_What to work on_. Return verbatim the line containing "Where can the terracotta" together with all lines that follow it, through the end of the records.

++++ Provided data

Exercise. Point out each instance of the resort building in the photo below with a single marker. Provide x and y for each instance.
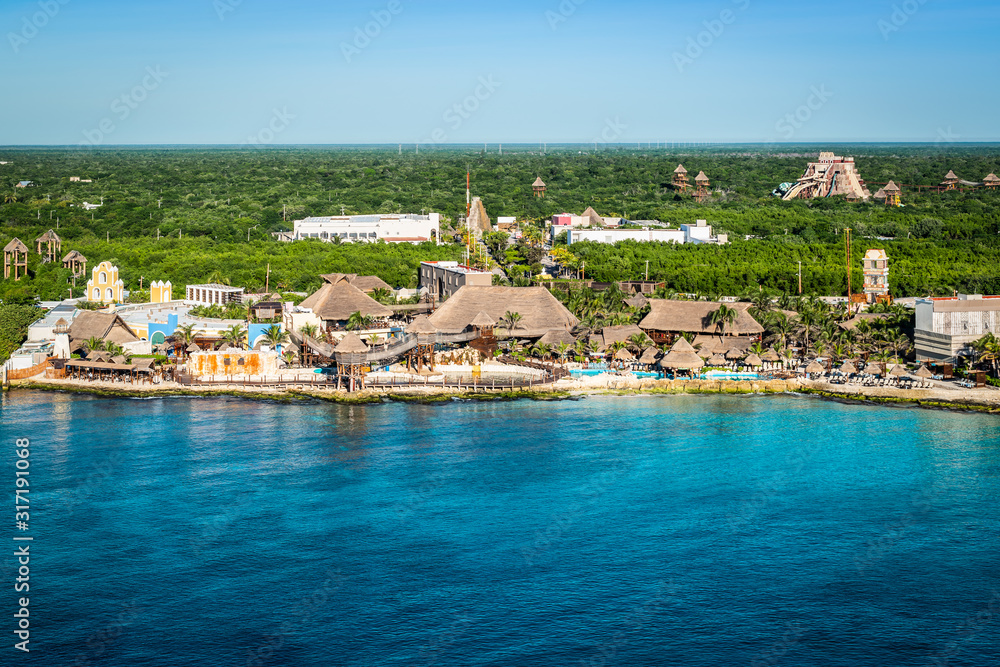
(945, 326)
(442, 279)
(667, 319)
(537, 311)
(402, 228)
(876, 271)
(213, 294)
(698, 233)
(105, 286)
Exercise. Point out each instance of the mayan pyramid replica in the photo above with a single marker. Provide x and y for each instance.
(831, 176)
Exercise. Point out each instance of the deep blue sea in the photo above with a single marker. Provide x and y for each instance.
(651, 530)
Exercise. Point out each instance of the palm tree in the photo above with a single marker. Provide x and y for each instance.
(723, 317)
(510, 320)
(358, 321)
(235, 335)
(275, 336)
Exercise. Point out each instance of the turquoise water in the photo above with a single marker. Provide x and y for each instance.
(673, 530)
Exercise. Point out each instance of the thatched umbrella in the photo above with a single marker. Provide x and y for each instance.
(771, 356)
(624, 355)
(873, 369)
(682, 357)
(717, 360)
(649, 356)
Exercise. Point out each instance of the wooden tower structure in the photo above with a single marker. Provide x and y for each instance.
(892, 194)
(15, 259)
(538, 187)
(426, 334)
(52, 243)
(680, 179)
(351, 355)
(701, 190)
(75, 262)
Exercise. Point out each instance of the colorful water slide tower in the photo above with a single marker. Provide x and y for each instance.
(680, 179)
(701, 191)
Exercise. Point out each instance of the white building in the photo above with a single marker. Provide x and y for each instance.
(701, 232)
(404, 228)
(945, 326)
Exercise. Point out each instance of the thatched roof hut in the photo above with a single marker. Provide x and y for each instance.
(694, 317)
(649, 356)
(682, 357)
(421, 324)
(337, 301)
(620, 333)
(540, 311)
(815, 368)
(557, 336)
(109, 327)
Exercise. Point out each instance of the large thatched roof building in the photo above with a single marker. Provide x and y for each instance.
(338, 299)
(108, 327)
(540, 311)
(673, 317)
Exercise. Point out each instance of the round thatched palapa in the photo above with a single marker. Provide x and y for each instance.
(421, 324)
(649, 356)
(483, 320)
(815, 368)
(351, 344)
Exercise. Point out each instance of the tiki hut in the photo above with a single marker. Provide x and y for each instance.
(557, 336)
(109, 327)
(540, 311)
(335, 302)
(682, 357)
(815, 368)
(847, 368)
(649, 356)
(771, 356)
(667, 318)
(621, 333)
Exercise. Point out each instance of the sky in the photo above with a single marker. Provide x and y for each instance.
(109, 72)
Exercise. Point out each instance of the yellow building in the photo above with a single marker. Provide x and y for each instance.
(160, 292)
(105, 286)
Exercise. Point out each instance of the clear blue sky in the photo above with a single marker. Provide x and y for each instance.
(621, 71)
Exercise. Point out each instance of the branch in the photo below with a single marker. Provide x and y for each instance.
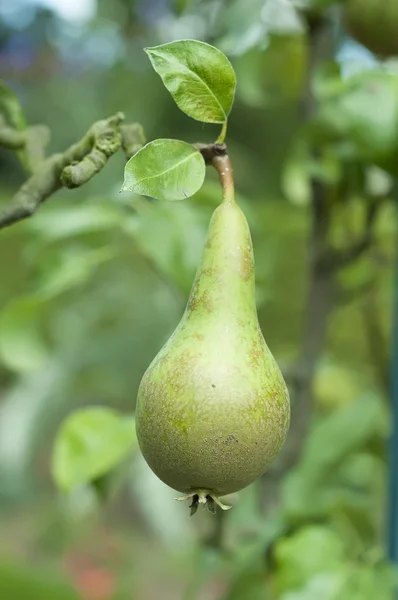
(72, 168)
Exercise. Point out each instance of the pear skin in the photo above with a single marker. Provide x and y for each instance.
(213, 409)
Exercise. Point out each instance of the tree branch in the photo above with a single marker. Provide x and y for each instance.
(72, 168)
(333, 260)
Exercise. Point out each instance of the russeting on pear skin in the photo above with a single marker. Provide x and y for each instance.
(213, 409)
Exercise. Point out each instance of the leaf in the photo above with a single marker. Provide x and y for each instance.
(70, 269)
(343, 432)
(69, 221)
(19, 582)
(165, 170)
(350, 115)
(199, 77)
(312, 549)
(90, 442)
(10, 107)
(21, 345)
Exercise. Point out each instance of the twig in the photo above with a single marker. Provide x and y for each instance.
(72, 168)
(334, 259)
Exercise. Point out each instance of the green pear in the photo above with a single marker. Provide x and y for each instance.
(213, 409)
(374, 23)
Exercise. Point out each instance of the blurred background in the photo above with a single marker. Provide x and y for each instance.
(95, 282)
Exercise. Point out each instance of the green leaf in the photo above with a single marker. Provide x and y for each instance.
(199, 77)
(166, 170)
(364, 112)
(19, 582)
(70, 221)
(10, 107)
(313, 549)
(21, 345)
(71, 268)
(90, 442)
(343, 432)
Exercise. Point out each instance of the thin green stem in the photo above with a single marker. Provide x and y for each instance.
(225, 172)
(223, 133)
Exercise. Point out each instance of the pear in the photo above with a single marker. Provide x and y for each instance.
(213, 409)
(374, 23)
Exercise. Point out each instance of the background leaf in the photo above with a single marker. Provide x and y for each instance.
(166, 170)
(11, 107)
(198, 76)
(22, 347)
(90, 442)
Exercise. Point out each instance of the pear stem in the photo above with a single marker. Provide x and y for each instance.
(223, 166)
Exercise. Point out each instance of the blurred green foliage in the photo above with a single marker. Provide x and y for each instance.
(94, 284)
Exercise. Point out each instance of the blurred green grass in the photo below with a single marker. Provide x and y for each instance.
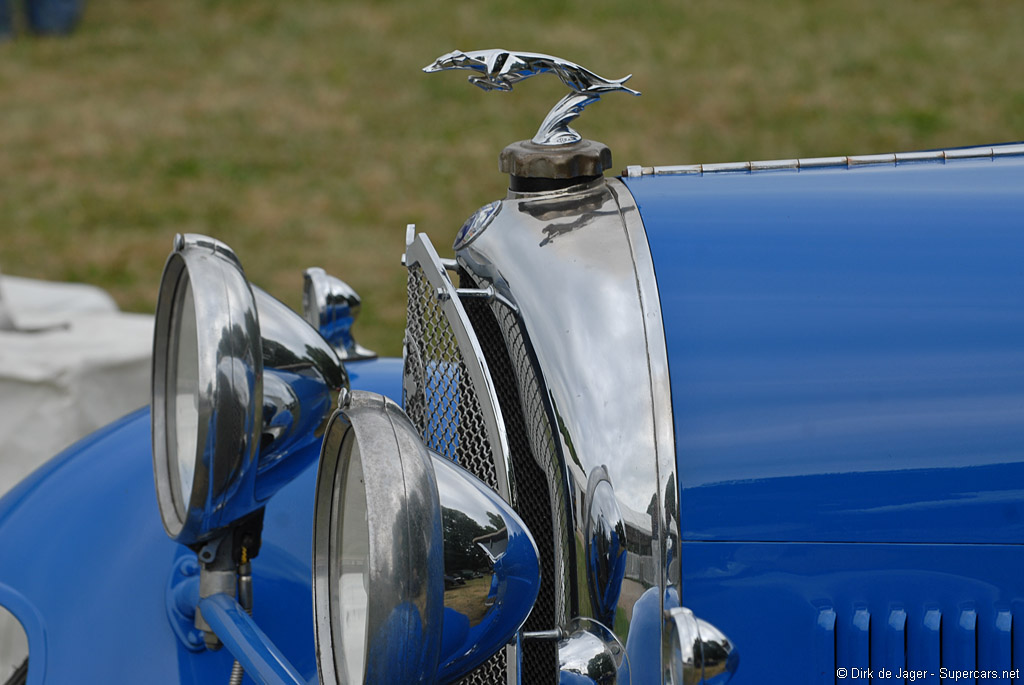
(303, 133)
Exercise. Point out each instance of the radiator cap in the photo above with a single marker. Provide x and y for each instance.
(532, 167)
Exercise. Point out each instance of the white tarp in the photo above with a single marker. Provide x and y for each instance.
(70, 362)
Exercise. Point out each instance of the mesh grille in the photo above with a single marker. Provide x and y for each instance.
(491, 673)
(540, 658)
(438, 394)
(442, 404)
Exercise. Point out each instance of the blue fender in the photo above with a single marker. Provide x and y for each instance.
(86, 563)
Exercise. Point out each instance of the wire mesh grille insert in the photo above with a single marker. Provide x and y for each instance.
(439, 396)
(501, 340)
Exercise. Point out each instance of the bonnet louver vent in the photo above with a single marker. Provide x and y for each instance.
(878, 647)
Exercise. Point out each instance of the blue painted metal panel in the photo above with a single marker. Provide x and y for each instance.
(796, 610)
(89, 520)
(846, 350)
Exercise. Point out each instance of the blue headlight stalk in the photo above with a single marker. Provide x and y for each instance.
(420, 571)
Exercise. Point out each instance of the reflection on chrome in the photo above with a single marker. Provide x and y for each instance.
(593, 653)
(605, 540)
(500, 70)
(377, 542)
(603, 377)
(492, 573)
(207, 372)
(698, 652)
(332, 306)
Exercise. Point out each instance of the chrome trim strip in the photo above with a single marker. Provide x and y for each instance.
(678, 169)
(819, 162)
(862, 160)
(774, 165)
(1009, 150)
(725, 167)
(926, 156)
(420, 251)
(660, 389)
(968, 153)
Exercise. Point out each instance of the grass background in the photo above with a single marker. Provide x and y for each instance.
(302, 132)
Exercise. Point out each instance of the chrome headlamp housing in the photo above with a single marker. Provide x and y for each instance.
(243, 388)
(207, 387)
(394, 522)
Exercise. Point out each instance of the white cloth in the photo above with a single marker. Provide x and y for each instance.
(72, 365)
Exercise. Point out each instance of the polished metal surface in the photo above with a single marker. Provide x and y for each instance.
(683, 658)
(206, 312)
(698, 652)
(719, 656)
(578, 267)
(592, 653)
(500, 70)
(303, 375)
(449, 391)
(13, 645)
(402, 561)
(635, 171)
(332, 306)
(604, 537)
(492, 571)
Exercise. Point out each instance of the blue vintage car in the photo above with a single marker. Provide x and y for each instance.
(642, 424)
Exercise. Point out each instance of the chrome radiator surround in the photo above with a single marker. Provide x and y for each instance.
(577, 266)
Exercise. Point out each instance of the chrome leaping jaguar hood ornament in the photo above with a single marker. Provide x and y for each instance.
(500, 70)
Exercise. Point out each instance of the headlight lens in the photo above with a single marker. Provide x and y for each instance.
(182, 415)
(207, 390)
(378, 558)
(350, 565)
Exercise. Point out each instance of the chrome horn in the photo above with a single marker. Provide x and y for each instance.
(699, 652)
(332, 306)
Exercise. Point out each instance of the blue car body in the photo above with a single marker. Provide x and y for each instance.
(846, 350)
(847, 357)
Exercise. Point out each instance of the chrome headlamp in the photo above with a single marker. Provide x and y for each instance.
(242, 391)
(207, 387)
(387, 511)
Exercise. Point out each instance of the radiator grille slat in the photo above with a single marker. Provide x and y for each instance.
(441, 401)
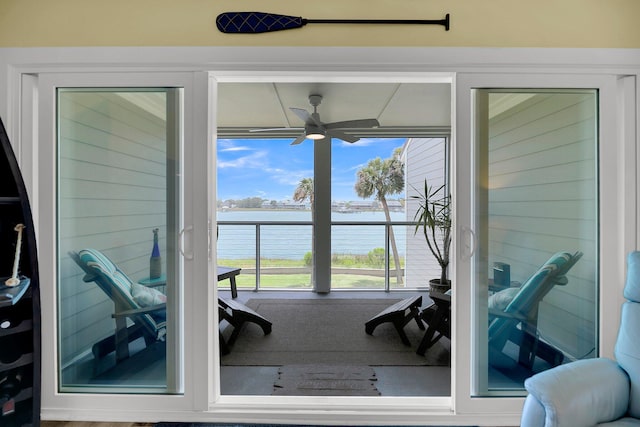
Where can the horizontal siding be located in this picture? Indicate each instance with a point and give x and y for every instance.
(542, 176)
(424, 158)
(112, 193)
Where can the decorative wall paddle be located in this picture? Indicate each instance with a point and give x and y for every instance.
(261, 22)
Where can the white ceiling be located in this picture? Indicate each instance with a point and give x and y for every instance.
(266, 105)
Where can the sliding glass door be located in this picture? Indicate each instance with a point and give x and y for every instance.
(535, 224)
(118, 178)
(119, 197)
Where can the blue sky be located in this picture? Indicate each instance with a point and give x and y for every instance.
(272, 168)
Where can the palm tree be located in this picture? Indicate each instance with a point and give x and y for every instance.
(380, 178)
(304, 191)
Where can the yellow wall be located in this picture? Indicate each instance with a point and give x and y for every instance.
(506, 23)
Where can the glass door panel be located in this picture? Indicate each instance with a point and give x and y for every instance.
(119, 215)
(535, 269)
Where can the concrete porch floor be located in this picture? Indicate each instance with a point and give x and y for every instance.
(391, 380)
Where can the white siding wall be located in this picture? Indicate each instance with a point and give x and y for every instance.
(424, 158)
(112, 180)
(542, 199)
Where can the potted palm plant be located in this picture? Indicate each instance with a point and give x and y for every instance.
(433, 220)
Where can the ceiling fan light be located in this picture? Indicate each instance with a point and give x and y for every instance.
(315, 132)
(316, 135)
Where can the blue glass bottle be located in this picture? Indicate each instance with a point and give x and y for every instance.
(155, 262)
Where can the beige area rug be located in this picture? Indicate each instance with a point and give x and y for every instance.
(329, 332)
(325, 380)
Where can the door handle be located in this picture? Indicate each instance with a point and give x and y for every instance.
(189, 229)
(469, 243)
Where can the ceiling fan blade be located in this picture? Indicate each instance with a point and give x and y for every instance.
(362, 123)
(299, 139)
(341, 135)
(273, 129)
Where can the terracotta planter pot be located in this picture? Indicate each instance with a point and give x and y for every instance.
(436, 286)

++++++++

_Expected output_.
Where can the terracotta planter pot be located in this picture? Indicate each instance with a point and give x and y for every instance.
(436, 286)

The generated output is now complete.